Problem details >> Return verbatim the run of lines that opens with the line holding "Would you be able to mark the tree in" and closes with the last line of the records.

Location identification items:
▼▼▼

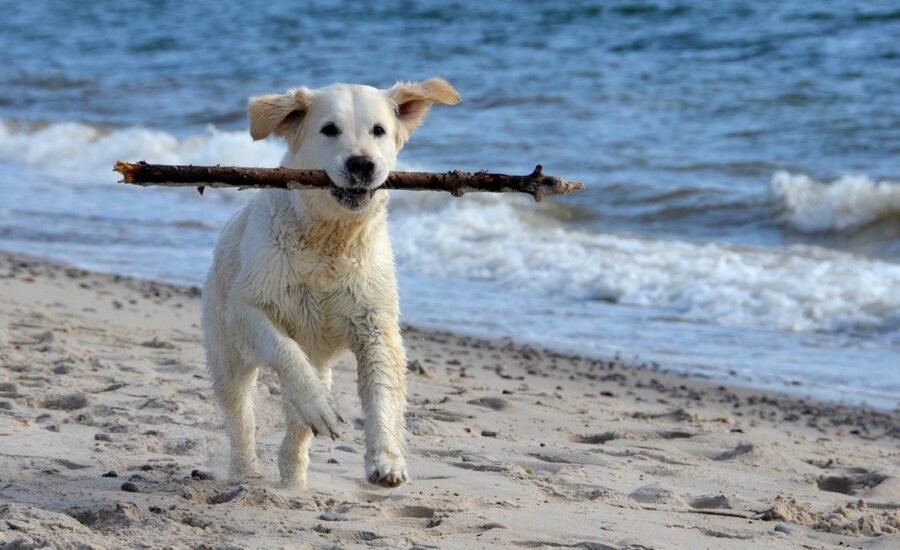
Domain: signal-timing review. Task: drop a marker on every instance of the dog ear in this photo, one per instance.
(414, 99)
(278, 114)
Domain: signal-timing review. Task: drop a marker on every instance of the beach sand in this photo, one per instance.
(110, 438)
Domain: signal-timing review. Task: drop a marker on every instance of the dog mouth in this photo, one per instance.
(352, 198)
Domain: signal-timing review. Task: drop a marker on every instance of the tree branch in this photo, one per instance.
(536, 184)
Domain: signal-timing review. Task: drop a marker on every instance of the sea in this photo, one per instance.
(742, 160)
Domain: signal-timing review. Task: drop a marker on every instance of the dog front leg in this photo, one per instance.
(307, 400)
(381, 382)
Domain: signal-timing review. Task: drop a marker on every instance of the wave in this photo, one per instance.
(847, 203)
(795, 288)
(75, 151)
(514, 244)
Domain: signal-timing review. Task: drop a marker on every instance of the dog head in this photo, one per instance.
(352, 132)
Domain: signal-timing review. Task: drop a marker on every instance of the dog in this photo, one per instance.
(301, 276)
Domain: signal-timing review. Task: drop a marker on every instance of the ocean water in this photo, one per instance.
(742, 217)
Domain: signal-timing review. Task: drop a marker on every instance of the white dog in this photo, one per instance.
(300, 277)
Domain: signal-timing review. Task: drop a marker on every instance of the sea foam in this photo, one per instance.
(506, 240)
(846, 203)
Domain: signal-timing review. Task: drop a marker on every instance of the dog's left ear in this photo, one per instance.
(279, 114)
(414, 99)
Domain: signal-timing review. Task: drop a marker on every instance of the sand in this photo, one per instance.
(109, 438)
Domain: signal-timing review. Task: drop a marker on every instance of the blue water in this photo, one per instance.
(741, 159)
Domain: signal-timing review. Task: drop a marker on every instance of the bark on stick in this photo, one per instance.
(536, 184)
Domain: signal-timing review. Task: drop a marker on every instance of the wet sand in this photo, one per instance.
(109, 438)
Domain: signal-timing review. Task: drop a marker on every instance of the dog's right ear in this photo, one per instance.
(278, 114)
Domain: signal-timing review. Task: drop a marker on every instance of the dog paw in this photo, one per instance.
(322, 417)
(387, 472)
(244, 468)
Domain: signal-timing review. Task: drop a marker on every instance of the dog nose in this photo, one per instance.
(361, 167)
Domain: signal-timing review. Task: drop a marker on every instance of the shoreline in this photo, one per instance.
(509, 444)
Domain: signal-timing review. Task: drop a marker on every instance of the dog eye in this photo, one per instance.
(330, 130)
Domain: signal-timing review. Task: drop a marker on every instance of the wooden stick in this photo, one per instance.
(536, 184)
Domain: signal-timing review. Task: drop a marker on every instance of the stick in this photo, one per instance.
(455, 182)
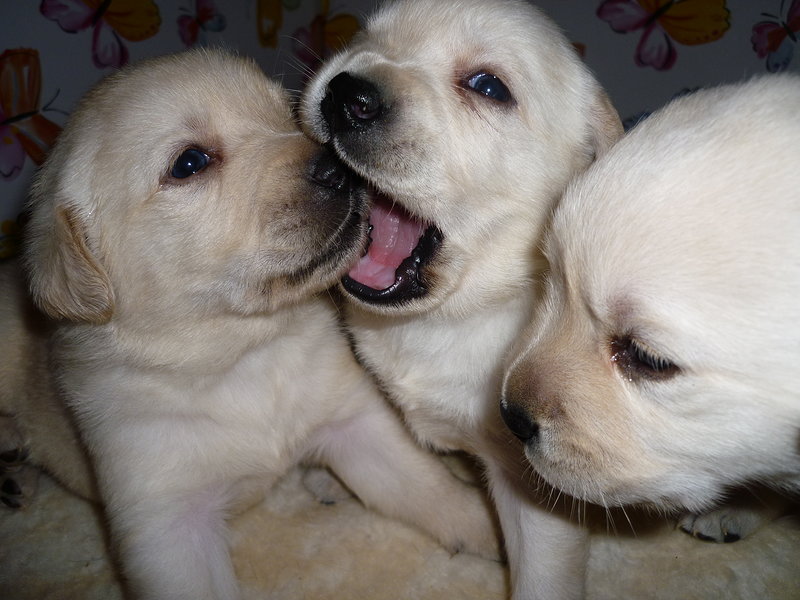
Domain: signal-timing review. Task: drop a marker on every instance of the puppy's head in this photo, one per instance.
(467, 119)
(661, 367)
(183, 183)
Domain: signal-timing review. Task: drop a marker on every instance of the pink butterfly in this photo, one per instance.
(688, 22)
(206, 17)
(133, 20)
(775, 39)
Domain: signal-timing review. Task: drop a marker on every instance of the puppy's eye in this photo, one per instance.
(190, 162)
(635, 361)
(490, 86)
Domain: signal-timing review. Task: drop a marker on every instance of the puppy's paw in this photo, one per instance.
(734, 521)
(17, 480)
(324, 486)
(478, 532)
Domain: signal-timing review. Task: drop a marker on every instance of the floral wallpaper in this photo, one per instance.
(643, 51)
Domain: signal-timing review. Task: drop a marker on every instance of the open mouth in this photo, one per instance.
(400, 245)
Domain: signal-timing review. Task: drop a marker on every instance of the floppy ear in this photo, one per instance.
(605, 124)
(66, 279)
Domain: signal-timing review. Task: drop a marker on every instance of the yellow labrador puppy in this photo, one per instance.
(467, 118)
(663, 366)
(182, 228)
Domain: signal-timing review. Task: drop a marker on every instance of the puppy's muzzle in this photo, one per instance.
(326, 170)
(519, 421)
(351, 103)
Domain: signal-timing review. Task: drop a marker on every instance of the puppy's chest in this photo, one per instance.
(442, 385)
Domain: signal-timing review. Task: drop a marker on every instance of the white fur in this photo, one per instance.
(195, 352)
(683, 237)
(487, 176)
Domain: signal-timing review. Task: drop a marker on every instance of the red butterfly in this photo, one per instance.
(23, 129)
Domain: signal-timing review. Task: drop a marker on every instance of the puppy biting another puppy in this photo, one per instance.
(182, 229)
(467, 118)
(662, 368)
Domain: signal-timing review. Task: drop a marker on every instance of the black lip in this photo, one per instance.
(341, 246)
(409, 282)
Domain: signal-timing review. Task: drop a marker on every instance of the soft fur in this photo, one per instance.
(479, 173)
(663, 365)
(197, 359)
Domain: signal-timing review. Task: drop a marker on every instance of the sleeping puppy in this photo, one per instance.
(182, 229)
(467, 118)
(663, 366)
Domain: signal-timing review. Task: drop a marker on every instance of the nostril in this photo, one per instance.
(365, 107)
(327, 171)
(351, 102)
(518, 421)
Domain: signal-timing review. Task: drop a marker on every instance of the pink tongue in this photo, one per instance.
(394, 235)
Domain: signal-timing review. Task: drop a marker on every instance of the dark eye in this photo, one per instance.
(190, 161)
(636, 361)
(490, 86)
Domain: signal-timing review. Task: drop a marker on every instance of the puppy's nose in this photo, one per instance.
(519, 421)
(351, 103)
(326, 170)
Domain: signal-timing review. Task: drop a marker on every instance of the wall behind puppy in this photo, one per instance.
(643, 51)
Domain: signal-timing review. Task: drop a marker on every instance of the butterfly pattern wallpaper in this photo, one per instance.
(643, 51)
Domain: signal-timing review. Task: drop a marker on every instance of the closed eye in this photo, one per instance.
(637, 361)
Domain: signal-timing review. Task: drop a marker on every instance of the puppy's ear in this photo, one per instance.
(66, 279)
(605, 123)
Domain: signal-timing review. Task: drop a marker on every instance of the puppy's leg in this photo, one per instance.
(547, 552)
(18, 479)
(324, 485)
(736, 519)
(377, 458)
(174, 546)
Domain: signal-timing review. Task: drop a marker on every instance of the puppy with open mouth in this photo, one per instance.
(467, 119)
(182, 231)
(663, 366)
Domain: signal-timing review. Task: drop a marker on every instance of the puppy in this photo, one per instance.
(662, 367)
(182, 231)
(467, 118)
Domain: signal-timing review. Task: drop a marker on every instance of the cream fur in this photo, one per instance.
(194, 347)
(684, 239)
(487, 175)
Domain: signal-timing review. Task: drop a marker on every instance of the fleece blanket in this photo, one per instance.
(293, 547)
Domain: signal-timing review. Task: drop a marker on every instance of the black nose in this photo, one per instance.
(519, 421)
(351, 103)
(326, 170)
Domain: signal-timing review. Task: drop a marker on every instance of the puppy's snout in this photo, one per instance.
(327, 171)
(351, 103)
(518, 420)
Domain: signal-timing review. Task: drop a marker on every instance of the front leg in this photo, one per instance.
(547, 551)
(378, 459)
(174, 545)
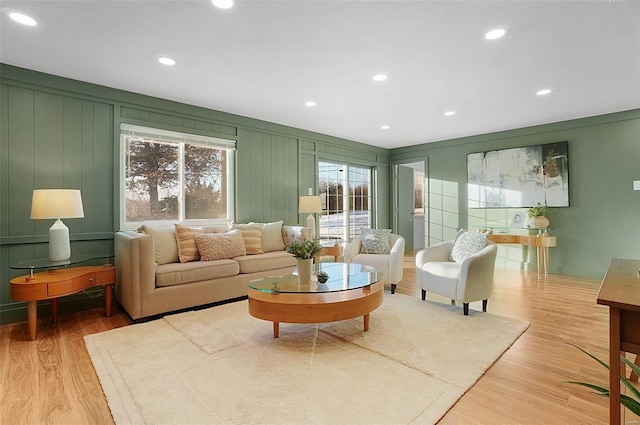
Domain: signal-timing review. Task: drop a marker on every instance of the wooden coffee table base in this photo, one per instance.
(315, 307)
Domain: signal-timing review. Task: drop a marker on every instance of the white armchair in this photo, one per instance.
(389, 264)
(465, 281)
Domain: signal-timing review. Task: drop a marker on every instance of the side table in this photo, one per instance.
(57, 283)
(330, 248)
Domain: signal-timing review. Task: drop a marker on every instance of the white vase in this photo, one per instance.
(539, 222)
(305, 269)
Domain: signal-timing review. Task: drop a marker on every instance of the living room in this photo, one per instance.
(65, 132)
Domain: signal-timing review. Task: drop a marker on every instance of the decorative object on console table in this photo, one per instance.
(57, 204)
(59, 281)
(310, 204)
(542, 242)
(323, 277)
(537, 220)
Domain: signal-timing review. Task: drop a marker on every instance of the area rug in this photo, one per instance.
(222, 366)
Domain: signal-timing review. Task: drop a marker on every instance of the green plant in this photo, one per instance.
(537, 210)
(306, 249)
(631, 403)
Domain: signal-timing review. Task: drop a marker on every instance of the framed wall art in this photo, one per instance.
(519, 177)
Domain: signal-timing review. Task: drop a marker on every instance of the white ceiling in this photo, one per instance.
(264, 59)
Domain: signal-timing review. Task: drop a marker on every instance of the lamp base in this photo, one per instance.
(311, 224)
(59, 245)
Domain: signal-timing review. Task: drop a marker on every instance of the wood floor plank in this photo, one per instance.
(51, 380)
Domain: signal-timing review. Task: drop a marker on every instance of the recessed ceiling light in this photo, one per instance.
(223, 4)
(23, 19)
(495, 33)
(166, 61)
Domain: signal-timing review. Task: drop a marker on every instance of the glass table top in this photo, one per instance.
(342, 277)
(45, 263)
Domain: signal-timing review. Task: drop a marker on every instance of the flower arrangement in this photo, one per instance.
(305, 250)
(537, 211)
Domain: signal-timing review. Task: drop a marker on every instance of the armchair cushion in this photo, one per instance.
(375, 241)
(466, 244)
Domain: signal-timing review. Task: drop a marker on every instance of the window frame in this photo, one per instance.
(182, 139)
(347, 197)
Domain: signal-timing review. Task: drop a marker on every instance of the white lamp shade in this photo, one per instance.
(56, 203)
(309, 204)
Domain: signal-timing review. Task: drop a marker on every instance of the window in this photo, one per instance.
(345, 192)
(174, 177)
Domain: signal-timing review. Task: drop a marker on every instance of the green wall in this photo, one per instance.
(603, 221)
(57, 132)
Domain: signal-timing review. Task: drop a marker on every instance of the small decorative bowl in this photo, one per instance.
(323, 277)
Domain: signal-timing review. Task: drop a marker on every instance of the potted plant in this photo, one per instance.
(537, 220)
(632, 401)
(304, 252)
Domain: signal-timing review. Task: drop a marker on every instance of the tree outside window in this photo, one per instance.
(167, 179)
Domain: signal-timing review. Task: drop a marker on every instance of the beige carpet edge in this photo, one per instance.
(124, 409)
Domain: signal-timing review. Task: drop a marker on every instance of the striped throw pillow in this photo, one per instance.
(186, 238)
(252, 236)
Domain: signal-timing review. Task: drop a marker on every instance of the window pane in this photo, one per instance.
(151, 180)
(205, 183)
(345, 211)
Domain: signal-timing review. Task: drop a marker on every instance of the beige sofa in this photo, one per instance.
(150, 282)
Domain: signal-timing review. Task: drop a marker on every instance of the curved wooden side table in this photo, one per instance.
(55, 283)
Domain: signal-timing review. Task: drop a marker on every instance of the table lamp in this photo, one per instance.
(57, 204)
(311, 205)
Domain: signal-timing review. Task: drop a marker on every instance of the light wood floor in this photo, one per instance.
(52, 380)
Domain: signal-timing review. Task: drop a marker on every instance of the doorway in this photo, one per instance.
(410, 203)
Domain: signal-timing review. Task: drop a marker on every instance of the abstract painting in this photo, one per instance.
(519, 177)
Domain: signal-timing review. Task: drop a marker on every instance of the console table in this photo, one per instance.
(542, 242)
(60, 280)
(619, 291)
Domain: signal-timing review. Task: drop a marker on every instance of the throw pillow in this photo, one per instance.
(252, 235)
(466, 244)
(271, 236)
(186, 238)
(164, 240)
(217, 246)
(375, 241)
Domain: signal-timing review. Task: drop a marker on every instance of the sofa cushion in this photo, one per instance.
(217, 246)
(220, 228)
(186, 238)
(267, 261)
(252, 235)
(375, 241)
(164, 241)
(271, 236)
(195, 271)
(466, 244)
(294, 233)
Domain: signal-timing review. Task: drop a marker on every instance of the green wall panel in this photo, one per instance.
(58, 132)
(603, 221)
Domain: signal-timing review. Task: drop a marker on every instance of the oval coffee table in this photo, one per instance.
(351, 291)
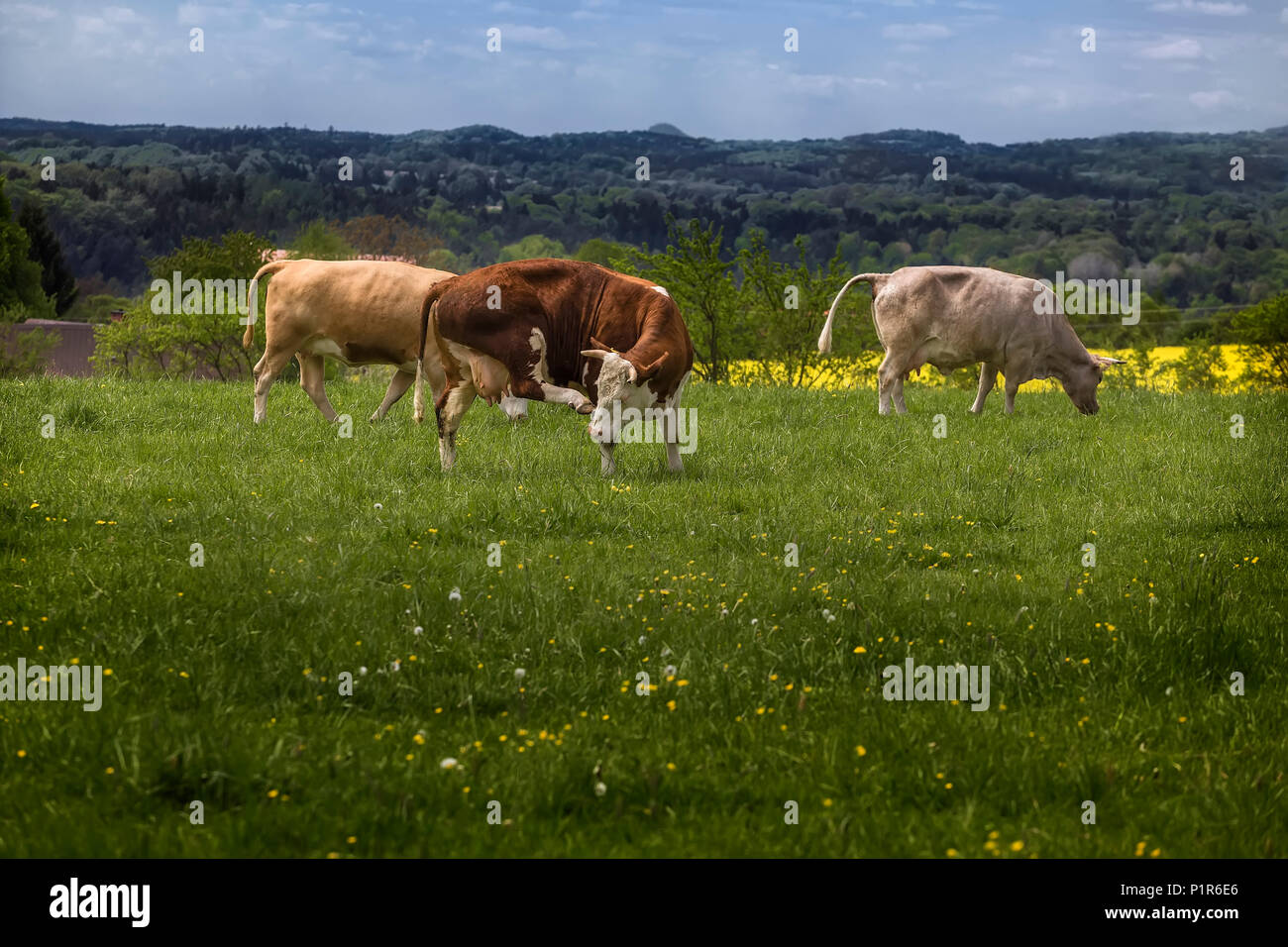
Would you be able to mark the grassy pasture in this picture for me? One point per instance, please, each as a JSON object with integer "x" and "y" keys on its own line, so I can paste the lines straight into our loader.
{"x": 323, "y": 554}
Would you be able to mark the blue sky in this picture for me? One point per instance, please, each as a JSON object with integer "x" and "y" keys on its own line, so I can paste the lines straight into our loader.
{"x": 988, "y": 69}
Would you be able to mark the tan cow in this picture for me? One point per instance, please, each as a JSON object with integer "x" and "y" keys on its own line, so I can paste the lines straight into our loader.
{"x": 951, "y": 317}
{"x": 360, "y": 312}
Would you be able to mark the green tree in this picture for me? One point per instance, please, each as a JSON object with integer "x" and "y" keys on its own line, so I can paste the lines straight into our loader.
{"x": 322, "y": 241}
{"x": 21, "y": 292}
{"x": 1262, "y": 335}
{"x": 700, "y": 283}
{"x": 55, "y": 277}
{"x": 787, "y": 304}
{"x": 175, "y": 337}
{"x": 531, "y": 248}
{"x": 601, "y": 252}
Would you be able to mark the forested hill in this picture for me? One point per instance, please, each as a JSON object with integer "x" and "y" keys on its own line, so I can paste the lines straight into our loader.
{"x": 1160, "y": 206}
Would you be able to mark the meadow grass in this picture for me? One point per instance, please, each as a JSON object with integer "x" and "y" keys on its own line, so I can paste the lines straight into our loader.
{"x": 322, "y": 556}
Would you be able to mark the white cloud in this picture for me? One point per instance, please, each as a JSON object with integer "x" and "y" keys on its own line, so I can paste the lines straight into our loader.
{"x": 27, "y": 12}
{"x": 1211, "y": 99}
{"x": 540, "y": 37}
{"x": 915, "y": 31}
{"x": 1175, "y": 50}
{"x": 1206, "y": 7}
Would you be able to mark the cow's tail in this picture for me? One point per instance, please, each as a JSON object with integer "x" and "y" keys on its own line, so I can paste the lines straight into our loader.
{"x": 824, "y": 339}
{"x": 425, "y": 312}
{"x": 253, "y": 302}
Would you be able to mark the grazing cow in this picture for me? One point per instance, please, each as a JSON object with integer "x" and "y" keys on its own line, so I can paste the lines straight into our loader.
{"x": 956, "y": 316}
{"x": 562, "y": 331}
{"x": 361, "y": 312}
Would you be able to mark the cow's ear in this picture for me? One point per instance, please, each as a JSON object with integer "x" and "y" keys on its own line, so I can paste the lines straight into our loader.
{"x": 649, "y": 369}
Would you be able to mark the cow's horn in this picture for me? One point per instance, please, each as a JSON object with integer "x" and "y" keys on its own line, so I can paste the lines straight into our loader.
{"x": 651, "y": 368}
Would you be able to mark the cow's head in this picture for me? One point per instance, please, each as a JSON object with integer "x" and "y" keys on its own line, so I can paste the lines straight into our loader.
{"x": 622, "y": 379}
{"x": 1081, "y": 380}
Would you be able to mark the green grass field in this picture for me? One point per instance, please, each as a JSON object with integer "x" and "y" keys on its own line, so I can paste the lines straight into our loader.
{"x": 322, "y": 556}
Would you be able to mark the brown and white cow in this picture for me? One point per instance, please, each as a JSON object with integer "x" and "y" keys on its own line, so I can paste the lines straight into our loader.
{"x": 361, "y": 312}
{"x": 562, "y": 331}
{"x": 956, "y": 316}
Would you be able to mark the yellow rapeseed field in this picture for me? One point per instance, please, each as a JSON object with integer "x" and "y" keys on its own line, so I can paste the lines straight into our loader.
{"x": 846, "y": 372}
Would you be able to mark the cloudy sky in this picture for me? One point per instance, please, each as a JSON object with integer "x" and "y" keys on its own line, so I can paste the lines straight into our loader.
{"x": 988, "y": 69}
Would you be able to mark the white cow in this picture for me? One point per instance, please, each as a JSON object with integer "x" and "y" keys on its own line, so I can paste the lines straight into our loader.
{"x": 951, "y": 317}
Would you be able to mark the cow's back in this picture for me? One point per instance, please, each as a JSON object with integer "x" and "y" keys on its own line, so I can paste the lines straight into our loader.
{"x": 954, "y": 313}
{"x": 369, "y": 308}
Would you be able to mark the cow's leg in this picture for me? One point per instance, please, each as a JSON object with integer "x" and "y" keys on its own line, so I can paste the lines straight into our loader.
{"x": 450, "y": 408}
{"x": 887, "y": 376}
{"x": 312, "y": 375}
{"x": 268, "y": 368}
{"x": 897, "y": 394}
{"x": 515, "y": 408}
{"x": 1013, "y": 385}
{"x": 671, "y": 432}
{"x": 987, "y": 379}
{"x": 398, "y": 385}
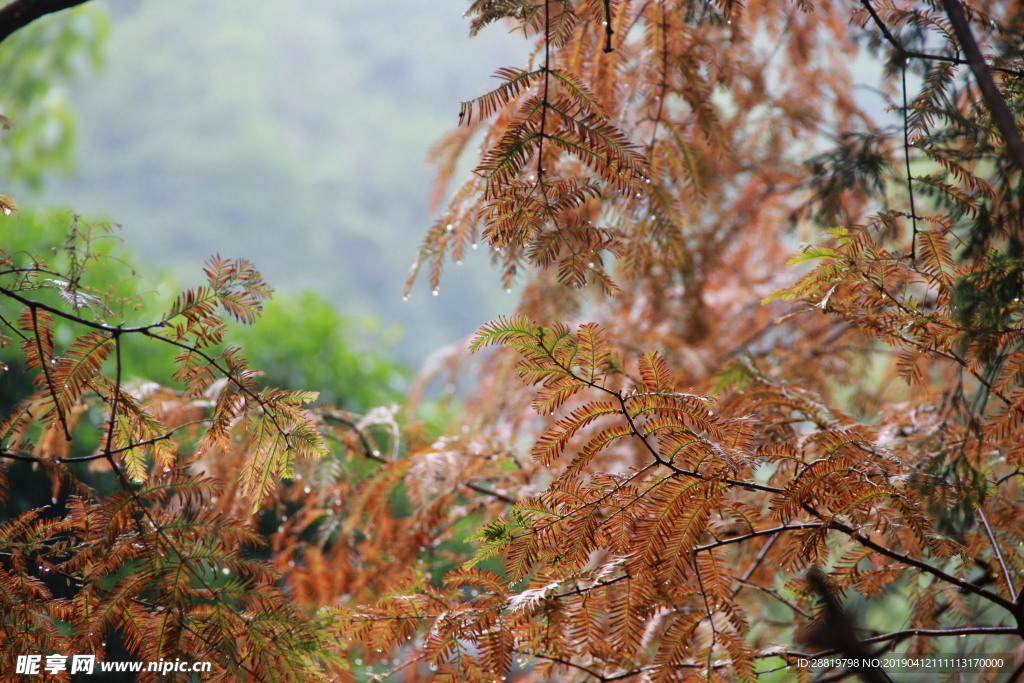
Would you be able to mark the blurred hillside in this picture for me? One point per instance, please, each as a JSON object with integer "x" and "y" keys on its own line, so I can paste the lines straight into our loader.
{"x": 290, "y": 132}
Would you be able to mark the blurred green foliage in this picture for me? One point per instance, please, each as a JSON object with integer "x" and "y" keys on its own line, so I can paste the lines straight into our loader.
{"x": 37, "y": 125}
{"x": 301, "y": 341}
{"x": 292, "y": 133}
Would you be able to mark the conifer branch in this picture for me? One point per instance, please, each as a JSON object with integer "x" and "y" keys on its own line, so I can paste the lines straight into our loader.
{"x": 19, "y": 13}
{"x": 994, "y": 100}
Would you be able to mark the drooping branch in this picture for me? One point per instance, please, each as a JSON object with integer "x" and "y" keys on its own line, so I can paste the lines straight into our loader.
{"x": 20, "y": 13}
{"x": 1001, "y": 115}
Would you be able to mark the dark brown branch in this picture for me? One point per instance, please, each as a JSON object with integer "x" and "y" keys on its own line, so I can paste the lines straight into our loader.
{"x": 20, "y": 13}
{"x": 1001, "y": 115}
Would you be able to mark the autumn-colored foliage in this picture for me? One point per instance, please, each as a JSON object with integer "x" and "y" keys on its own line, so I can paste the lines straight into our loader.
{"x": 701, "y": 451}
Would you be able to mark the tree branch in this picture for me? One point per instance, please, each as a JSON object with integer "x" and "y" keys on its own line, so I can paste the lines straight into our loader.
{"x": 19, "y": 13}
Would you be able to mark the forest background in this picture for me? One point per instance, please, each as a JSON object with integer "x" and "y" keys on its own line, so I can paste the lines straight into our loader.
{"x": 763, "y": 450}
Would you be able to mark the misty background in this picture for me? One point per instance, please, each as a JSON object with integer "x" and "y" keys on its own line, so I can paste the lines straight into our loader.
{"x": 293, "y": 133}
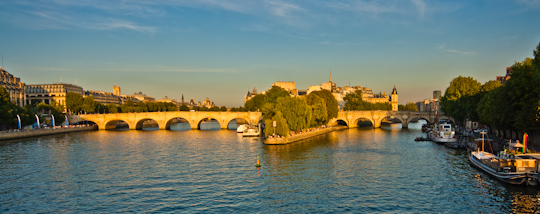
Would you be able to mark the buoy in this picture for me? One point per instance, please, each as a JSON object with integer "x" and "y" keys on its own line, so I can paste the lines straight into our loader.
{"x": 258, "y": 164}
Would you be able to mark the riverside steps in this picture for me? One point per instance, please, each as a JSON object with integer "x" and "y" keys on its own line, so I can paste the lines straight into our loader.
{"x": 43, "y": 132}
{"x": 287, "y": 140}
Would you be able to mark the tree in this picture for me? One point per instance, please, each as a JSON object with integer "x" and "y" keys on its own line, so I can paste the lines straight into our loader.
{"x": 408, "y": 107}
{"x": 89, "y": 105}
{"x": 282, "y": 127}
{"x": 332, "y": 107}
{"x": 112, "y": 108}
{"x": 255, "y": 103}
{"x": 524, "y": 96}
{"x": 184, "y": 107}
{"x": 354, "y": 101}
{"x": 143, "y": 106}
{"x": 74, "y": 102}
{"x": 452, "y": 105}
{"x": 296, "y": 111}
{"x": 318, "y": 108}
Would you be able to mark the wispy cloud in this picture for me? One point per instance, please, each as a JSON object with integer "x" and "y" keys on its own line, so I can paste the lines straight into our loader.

▲▲▲

Full solution >>
Would you be able to mark the tree in this picture for me? One point per instance, please, each as a JSON object with integer "x" and "y" keys on its own line, so I can paste the lines straight into our loader.
{"x": 408, "y": 107}
{"x": 89, "y": 105}
{"x": 282, "y": 127}
{"x": 332, "y": 107}
{"x": 112, "y": 108}
{"x": 255, "y": 103}
{"x": 524, "y": 96}
{"x": 184, "y": 107}
{"x": 354, "y": 101}
{"x": 143, "y": 106}
{"x": 74, "y": 102}
{"x": 452, "y": 105}
{"x": 296, "y": 111}
{"x": 318, "y": 108}
Would you be able to mark the wispy cloud in this picture for me? One point per instance, please, each as a JSON object with integer "x" and "y" keys on its own line, so I can paste the lines straight into our loader.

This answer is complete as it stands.